- [INSTRUCTION]: Write out the material again word for word, dropping any images it holds.

- [DATA SECTION]:
= = =

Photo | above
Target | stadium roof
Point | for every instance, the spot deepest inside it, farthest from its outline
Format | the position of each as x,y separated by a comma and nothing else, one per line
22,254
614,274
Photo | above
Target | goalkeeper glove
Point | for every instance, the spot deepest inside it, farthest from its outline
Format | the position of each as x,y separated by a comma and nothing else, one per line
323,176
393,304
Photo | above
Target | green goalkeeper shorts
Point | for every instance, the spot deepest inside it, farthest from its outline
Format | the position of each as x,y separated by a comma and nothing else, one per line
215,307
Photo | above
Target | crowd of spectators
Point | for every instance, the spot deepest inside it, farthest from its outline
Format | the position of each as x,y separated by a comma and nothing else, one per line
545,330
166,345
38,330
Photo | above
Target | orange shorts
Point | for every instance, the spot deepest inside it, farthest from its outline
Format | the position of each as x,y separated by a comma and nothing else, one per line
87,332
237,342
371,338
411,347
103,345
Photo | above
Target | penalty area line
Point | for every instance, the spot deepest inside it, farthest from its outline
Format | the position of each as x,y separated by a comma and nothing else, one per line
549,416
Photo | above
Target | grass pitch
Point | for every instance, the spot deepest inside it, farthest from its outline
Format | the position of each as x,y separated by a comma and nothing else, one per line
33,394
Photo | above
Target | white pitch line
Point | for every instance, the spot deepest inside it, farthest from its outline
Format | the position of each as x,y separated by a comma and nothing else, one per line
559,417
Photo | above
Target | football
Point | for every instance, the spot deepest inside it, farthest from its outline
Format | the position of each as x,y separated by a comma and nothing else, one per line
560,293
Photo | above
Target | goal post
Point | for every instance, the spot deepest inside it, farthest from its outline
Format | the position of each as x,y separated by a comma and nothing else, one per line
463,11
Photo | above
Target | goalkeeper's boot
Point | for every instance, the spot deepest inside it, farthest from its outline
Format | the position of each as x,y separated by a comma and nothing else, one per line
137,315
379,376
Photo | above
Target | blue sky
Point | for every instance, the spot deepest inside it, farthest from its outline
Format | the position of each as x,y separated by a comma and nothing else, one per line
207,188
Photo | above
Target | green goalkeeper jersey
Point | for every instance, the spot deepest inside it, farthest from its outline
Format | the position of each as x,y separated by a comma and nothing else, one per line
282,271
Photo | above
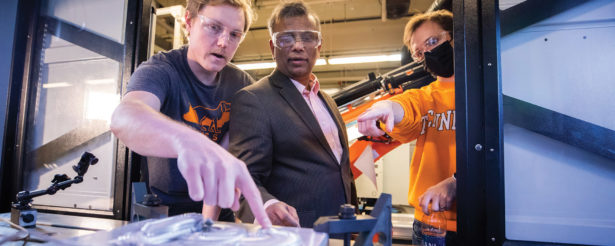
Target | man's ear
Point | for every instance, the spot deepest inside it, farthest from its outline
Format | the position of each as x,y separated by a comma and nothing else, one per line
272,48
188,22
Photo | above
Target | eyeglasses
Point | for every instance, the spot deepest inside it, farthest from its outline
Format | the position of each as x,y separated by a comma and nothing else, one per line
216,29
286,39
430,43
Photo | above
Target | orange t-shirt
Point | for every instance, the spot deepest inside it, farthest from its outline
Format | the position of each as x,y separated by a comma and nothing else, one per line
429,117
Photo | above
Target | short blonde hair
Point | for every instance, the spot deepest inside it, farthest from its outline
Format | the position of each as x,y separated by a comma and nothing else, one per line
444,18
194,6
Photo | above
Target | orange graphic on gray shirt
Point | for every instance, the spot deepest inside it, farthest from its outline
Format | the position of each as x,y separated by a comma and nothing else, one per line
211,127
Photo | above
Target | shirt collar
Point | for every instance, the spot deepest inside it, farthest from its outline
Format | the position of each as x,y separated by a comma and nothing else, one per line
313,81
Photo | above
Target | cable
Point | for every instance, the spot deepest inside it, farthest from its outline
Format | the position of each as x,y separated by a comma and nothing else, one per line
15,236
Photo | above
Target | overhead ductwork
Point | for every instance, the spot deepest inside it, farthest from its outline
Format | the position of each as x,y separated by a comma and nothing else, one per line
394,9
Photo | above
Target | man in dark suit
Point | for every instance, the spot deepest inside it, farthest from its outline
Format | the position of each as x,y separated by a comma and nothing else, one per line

= = =

- [EXERCISE RESULT]:
Photo | above
Target | stadium roof
Point | for every instance, the spot deepest inside it, farthest from its outline
Format | the position of each as x,y separated by a comma and nothing else, one per line
22,254
614,274
Photo | above
Target | goalkeeper glove
Point | for every instance, the spot deepest inside it, farthest from its outline
Format | the position of each as x,y separated by a comma and nothing else, one per line
323,176
393,304
Photo | above
Target | green goalkeeper shorts
Point | for every instance, the spot deepest inside it, farthest from its outline
Format | the position of each as x,y separated by a comma and nothing else, one per line
215,307
Photo | above
Target | crowd of spectators
Point | for every instance, the spot deepest inside it, farthest from its outline
Format | the position of each as x,y separated by a comma and nothing else, one per line
545,330
166,345
38,330
Photo | above
Target | orange shorts
Point | for every instance, the spot deepest inside it, farthest from its outline
Format | the position of each as x,y separated by a comma and nothing else, one per line
87,332
237,342
371,338
411,347
103,345
Photo | above
Target | penalty area line
Point | for every instance, the spot deepest inside it, farthest from its outline
Format | the position of each as x,y separated by a comma and nothing else, one per line
549,416
Photo | above
Target | grass pitch
Point | for every instance, the spot deepest inside it, farthest from its outline
Format | the position of each as x,y separated by a comma and nothing else, one per line
33,394
Photo | above
Target | white pitch line
Point | for every instance, the spot deepest inside it, farthest from its outline
Format | the position of each as x,y separated by a comma and nothing else, one per line
559,417
Photo | above
Target | football
Point | for every instance, the spot deepest inside it, farthest from its outline
Format | the position of each as x,y separated by a comma and nothing else, one per line
560,293
Photo | above
Target | goal post
Point | for every instance, the spot deepest inside it, farthest from its outline
Format | the position of each as x,y separated by a comma and nothing else, one per line
463,11
Photo | above
Target | goalkeeper's boot
Point | for every instance, the spot deepest inside it, farthest from its outline
Format | the position of each as x,y separated by a comma and nothing else, one per line
137,315
379,376
Photo | above
Target | blue sky
Point | for every instance, the spot deepest inside it, farthest from its outline
Format | the position of each as x,y separated by a comma and nothing else, one per line
207,188
Photo | above
Target | green goalkeeper jersey
Point | for every instance, the spot deepest inside it, farthest from its outline
Format | the position of each as x,y separated by a comma and nothing else, one per line
282,271
Photo | above
Target | man's ear
Point | for every instance, the spot deepest inside it, farthest from its outline
Format | the position of each as x,y separated by a comma and nothing else, one per line
272,48
188,22
Photo | above
Target | eyeglasses
Point | for every instance, the spot deepest inside it, farthest from its outline
Format | the position of each as x,y separated by a comma and nothing else, one per line
216,29
286,39
430,43
Photo | above
Target | orange t-shirt
Point | for every instance, the spot deepest inside it, farthest from its outline
Format | the position of each as x,y separated by a comma and nothing else, one per line
429,117
Photo | above
Target | short blonde hair
Point | for every instance, the spot deepest inside it, farthest from its outline
Format | the position of each as x,y separated by a comma and nothing else, one per line
444,18
194,6
Photo | above
Target | orange graphic on gray shirt
Point | for every instance, the spot deepest inside it, farthest from its outline
Format | the position of each as x,y separated by a comma and nothing else, one per line
211,127
Photo | above
Target | shirt collar
Point | for every instance, the spot deepest inside it, farthest from its outline
Format | the position of each as x,y separated by a comma and nothing else, one per line
313,81
Photo | above
Target | cable
Point | for every instance, the spot deepest inside it, farthest from its outline
Format | the position of each as x,y separated by a comma and nothing else, one per line
15,236
Photo | above
Target | overhead ductwork
Point | for every instance, the spot deepest inside it, farthest from its outline
Format | the position of each as x,y separated by a comma and nothing else, one per line
394,9
Photo | above
Target | man in dark suit
Point | for every instance, the spot deepest inside it, farthest from its outline
Format | the position of each as x,y separated by a comma and nothing else, one per line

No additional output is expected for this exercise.